Task details:
The required output is a number: how many lines of the data below include the string "statue".
• • • • •
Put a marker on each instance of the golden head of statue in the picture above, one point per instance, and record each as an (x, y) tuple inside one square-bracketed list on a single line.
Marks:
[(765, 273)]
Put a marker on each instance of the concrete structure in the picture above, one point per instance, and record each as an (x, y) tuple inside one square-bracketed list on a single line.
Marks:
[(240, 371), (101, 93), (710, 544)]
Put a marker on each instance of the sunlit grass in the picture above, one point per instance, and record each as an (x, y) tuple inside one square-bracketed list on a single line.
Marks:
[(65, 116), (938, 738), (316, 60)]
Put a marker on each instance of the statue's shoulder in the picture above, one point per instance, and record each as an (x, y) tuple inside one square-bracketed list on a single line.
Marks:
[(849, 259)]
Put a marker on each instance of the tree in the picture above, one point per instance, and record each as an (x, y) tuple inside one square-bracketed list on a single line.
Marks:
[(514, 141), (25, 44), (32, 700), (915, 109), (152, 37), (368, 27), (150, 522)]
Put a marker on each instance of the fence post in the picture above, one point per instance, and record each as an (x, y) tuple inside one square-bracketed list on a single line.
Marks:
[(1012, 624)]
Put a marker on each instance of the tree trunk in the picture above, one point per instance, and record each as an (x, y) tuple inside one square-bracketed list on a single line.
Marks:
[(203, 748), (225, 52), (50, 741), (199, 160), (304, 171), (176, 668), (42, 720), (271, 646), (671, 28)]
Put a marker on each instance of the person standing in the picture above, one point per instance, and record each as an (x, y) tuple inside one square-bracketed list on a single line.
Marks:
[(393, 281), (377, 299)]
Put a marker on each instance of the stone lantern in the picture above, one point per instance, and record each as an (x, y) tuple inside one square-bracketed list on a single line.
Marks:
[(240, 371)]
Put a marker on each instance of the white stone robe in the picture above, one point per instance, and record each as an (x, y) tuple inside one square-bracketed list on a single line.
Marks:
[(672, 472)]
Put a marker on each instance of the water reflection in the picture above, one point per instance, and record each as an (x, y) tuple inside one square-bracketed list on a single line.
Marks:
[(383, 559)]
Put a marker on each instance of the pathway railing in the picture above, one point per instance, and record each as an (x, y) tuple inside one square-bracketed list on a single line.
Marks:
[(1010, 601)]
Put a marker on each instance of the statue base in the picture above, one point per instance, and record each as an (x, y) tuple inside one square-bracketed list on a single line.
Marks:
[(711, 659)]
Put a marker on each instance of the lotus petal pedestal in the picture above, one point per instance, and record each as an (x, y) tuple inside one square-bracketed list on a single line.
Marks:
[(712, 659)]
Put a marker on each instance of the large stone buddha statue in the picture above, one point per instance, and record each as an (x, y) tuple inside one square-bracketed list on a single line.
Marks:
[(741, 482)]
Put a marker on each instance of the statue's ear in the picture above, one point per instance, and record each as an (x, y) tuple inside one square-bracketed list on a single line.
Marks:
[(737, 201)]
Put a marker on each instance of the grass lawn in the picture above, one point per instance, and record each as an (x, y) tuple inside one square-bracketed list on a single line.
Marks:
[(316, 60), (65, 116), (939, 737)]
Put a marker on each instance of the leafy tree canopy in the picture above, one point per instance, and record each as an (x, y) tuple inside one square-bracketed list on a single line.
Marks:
• • • • •
Your solution:
5